ABOUT THIS TASK
Leave out the images and repeat every entry below exactly.

DATA TO EXAMINE
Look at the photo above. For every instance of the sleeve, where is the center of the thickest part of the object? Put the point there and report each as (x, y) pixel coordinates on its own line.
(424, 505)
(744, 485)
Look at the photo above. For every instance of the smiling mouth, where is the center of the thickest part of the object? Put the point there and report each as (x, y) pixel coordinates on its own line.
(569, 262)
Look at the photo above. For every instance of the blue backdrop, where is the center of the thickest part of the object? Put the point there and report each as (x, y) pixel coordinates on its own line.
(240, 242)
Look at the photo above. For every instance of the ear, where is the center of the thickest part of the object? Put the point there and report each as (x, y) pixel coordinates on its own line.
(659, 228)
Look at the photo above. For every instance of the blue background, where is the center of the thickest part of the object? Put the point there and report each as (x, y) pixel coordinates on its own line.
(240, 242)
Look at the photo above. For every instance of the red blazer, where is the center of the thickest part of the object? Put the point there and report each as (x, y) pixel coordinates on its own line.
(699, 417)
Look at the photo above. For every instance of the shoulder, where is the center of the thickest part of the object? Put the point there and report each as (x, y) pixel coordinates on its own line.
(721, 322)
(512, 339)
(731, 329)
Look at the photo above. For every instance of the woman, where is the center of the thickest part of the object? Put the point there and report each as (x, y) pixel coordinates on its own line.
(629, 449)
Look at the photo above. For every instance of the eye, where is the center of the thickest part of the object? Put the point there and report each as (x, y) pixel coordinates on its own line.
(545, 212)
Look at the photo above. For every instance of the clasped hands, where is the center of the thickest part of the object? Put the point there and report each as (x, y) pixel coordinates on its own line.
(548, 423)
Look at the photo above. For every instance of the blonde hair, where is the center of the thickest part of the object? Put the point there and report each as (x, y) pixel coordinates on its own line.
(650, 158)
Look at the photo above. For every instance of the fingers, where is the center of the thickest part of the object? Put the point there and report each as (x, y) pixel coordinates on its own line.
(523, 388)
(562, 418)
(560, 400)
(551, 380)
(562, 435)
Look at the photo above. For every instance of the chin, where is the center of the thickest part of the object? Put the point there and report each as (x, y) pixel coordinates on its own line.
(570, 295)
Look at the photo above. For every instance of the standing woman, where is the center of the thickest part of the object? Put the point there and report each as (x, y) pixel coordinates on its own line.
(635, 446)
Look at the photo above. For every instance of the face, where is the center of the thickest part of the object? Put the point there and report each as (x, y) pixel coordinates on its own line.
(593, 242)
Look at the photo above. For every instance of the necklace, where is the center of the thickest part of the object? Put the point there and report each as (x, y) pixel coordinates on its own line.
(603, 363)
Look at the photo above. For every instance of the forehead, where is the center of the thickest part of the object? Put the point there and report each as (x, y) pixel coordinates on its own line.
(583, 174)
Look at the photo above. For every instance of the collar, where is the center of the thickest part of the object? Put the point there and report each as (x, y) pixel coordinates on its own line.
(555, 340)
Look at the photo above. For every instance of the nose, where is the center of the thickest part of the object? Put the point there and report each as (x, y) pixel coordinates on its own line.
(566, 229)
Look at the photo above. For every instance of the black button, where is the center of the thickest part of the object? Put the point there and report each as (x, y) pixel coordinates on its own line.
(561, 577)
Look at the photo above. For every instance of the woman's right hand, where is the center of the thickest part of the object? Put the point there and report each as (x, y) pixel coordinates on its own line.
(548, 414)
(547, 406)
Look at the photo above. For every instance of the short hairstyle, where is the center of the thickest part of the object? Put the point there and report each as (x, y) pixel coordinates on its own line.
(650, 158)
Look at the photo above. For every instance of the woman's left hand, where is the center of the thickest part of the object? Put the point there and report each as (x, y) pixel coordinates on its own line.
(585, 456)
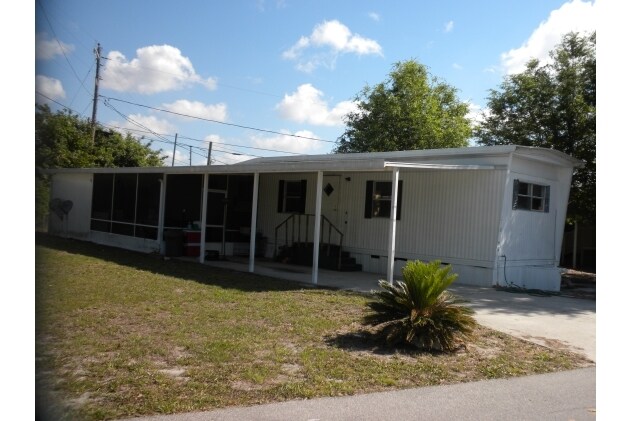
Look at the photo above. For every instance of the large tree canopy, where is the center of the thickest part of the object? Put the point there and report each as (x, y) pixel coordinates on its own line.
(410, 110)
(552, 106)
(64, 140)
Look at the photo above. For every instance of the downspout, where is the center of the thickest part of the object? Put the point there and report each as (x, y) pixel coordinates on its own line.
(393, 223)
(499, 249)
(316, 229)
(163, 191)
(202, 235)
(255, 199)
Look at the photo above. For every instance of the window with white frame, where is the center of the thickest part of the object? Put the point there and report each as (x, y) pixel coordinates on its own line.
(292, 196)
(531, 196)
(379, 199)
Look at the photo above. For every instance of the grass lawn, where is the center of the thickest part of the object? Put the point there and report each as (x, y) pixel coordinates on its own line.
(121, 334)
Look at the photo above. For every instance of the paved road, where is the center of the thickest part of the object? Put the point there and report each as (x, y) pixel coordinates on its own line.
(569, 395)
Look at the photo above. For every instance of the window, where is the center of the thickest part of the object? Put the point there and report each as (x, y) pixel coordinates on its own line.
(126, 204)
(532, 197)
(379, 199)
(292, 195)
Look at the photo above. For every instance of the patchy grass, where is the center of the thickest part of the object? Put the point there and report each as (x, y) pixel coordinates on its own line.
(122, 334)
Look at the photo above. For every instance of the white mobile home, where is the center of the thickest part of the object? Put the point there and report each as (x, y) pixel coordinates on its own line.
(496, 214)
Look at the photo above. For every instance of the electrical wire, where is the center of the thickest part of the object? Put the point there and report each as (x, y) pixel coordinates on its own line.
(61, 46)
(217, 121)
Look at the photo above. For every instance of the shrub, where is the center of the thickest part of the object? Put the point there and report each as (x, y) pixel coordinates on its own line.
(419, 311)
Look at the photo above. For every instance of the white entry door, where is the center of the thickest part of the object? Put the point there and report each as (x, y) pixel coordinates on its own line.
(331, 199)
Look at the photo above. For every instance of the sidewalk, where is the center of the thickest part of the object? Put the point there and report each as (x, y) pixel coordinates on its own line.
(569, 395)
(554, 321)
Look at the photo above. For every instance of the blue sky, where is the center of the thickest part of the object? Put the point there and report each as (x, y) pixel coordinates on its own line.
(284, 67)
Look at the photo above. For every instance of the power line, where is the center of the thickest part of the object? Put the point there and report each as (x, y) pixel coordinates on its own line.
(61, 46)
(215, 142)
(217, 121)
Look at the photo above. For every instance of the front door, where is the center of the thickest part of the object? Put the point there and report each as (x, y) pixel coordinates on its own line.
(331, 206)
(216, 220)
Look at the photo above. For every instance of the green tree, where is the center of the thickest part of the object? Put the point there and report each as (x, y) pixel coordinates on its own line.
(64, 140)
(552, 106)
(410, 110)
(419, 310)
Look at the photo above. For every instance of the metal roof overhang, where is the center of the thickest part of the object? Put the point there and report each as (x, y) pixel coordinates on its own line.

SOLUTION
Look at the photo above. For every instance of the sleeve, where is the center of the thickest part of the object? Put the point there and report each as (x, y) pixel coordinates on its own line.
(424, 505)
(744, 485)
Look at the photo above. For every instance of the smiling mouth, where is the center of the thickest part of the object? Put the point there and report each as (x, y) pixel coordinates on its own line.
(569, 262)
Look at the photo above. For every instance of the blue backdrop, where is the center of the thickest part of the object? Put the point there and report each as (x, y) pixel coordinates on its own line.
(240, 242)
Look at the photo above. For every instance of the ear, where is the center of the thickest part of the object? Put the point there and report each as (x, y) pixel coordinates on its own line.
(659, 228)
Look at the photo above. For every instance of the blue background, where is the center of the thickest part of the object? Put the point there and report each as (x, y) pixel coordinates on its own line.
(240, 242)
Look at the photo above. For every instance of the red blazer, where is the center of the thickest part of the object? Put the point there and report each as (x, y) pixel coordinates on its own line.
(699, 417)
Look at the photo above. For every instance of the shoulder, where is the center of the thickest part of the object? Put the point there and report each as (x, y) pixel coordinates on its own line.
(721, 322)
(512, 339)
(731, 329)
Look at the photo above. For every instance of the woman, where is the center of the thickest part of the object? Put the point there and report each as (x, y) pixel coordinates on its own line.
(629, 449)
Look at the photo above. For every instance of the eye, where is the center of the thickest part of the object? Put the point there and report each as (x, y) pixel coordinates on its own line.
(545, 212)
Look at the photo above. For every instance of the clasped hands, where is the center of the thickest part of the object? Put the point there and report each as (x, y) pixel coordinates on its own line.
(548, 423)
Look at the photo above. For every instance of the blonde hair, where is the center of the thickest part of the object? Put the point there and report each as (x, y) pixel coordinates on its own line.
(650, 158)
Look at the photo above. For every instance of the fingers, where is the center of the thickest part of the object? Put the point there and report each as (x, y) pixel coordinates on its own line.
(523, 388)
(562, 418)
(560, 400)
(551, 380)
(562, 435)
Look at the photo above. For every instance of the chin, where is the center of the thickest part of the object? Put the point there and report each as (x, y) pixel coordinates on its own line.
(570, 295)
Look at the photo above. For every instance of the standing woman, where is the center of the thickest part of the object? Put the point there and report each as (x, y) pixel coordinates on its own line.
(635, 446)
Look at the photo above. For every instance of the face, where is the center of the thickest part of the object? Put the point there and report each as (x, y) pixel coordinates on its own line.
(593, 242)
Look at the photo above. For every instance of the necklace, where is the center of the thickest part of the object? Put the point there and report each as (x, y) pixel coordinates on its own line.
(603, 363)
Look at the photo above. For every instance of the forehead, where is the center of the thickest part of the object? Put the point there and report each as (x, y) pixel coordinates on its own line.
(583, 174)
Look at the photo above. For every instance of the collar, where is the center of the thickest part of the object? Put the point there and report each as (x, y) pixel coordinates on its own line.
(555, 340)
Look at the photo above. For every instance of the nose, where is the center of the thickest part of the object? Put the point there and report each as (x, y) pixel coordinates on its own line.
(566, 229)
Look at the photo above. For every instance of the black button, where is the center of the thickest part of the object? Put the point there and report each as (x, y) pixel coordinates on its own line.
(561, 577)
Look at the photo above. For every instance of the woman's right hand, where is the center of the thickest part of the object? Put the point there and report each as (x, y) pixel coordinates on its own line.
(548, 414)
(547, 406)
Look at the photo above. For every instance of the short hairstyle, where is the center of the thickest part of the object? Put the point there and report each as (x, y) pixel coordinates on its own line.
(650, 158)
Look at the photo above. For every instance of the woman's left hand, where is the center of the thickest part of the object? Put the point there and report each as (x, y) pixel coordinates on its own line.
(585, 456)
Look at the photo above. For every instance of the large tree canopy, where is the center of the thickest part of the object? Put the point there and report each as (x, y) pixel coordinates on its own line.
(410, 110)
(552, 106)
(64, 140)
Look at the photo above. For every instance of the downspout, where is the center of the thickest part of the object? Put the point there and report each as (x, y) pixel coordinates on its own line.
(393, 223)
(499, 249)
(316, 229)
(163, 191)
(202, 235)
(255, 199)
Look at the photo above. For every instance of the window with white frame, where is the center of the thickest part of the object? Put the point there and report each as (x, y) pixel coordinates on its own line.
(292, 196)
(531, 196)
(379, 199)
Look at the photo above. For every instance of the grass lawn, where is the center of the thickest part of the object? Put the point there and report each as (x, y) pixel coordinates on its own line.
(121, 334)
Look at the photo above. For every instance of the paved road, where is the center of the thickest part of the object? Put the point there and report each as (x, y) pixel coordinates on its own line.
(569, 395)
Look at the photo above. For every instance of the window, where is the center of the thickest part of the object? Put the point there and report each as (x, y) pixel coordinates on its own line.
(126, 204)
(532, 197)
(379, 199)
(292, 195)
Look at the photo above. For every instance of the patchy grass, where is the center of the thickest part of the object? Put the point there and report each as (x, y) pixel coordinates on its own line.
(122, 334)
Look at the photo above. For every instance of the white mobile home, where is the center of the thickest part of the object? Put the point there and report each as (x, y) pixel coordinates on its own line.
(496, 214)
Look at the photo above. For every instance of the electrical wire, where is the center of the thickest part of the object? Put the point there and report each as (x, y) pixel coordinates on its own line.
(61, 46)
(217, 121)
Look at the photo above. For every instance of the shrub, where is the center of the thickest part of the object? Put the point there and report each as (x, y) pixel coordinates on its own line.
(419, 311)
Look at the photo above. For every instance of the white entry door, where is the center of the thickest part of the object? Put the point there and report each as (x, y) pixel coordinates on its own line.
(331, 199)
Look at the photo above. For every instance of the sidewalk, where is the center of the thickest part of the object? Put the point there and report each as (x, y) pixel coordinates on its own line.
(569, 395)
(554, 321)
Look at the photo above. For every instance of the blue sky, where is the center of the thickest part of the object? Put the point there and report each as (x, y) pixel coordinates on its own line.
(284, 67)
Look at the photo above. For every instance of the power line, where is the center of the thickest part of the object? Put the point there and report each as (x, y) pixel coordinates on its own line.
(61, 46)
(215, 142)
(217, 121)
Look at the photo above. For every instance of the front door, where is the center of the thickest part of the object? Put the point there and report each as (x, y) pixel coordinates on its own line.
(331, 206)
(216, 220)
Look at the photo above. For every instance of the green tree, where is the center of the thickest part of the object? Put the point there and report each as (x, y) pixel coordinates on its own line.
(64, 140)
(552, 106)
(410, 110)
(419, 310)
Look at the photo above. For every instance of the metal roof overhang, where is the center of the thickest part of the object? Put the point there and report each as (x, y) pixel coordinates on its own line.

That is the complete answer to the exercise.